What you are asked to do: Pull out each line in the records below that contains the string "thumb", where case counts.

[Segmentation dataset excerpts]

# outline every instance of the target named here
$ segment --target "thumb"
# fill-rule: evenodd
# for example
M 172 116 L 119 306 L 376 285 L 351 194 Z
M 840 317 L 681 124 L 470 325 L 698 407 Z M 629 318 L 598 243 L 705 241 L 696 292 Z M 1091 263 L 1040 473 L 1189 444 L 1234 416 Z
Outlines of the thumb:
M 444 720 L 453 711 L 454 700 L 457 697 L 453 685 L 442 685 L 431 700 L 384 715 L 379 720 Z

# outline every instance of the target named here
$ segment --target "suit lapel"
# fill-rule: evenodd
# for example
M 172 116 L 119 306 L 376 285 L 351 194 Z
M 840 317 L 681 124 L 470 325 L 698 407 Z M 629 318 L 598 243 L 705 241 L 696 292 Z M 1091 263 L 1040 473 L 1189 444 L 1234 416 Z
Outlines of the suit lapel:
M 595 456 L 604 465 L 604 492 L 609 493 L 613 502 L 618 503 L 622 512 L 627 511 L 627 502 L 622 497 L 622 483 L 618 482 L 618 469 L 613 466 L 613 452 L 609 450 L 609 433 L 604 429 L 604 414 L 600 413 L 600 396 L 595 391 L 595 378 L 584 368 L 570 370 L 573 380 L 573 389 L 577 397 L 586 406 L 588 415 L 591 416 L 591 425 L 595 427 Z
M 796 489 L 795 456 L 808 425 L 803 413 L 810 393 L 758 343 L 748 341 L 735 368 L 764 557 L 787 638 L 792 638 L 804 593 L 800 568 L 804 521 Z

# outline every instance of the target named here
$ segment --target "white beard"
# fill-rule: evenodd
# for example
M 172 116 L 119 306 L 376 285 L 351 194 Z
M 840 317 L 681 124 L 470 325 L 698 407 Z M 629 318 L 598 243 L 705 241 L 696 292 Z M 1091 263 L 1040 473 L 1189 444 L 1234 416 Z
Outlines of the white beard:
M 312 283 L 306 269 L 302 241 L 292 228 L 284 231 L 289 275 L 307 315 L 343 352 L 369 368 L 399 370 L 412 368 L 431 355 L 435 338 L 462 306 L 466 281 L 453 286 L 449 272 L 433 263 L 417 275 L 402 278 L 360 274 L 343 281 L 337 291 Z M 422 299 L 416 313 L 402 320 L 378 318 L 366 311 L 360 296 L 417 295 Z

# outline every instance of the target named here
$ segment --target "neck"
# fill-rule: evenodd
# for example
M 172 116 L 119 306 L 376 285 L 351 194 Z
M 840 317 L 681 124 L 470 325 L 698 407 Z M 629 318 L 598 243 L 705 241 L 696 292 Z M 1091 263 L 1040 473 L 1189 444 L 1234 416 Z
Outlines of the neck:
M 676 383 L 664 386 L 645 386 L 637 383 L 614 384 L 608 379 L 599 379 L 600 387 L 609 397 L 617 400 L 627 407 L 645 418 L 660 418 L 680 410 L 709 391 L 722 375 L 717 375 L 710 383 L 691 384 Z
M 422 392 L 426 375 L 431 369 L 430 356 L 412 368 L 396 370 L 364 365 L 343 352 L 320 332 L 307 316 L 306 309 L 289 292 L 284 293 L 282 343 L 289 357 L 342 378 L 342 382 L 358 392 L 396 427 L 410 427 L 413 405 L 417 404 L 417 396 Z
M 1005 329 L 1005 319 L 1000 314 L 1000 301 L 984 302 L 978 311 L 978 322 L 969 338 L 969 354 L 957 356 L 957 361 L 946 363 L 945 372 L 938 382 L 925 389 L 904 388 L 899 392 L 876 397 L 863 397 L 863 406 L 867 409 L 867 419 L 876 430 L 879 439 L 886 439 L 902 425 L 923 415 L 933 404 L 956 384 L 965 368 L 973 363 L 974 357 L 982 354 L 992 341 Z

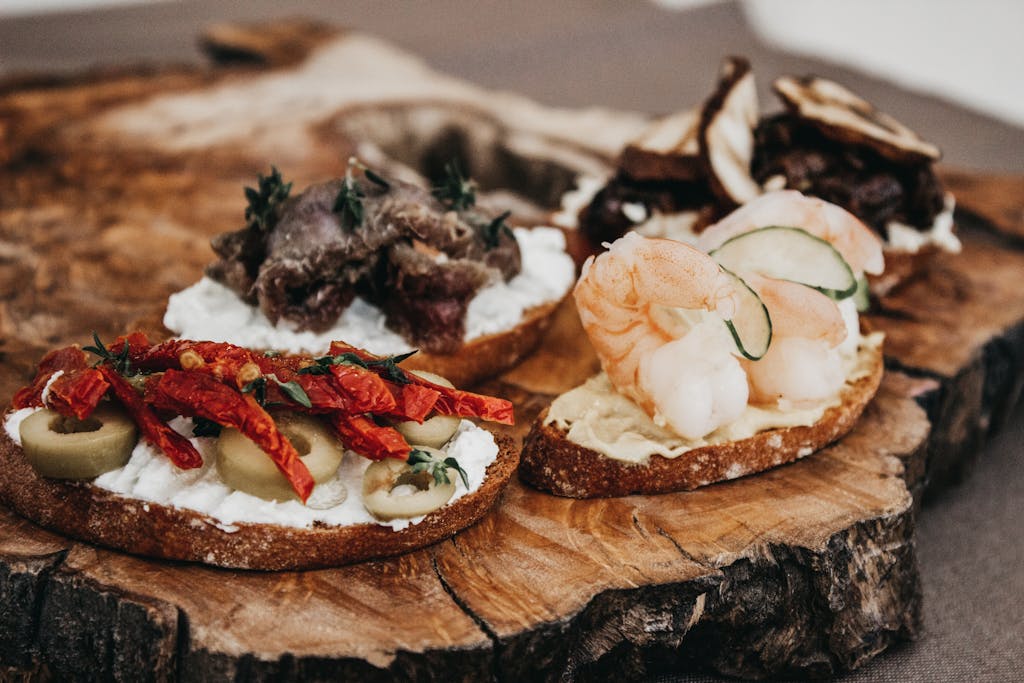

Output:
$ segment --target "thumb"
Outlines of the thumb:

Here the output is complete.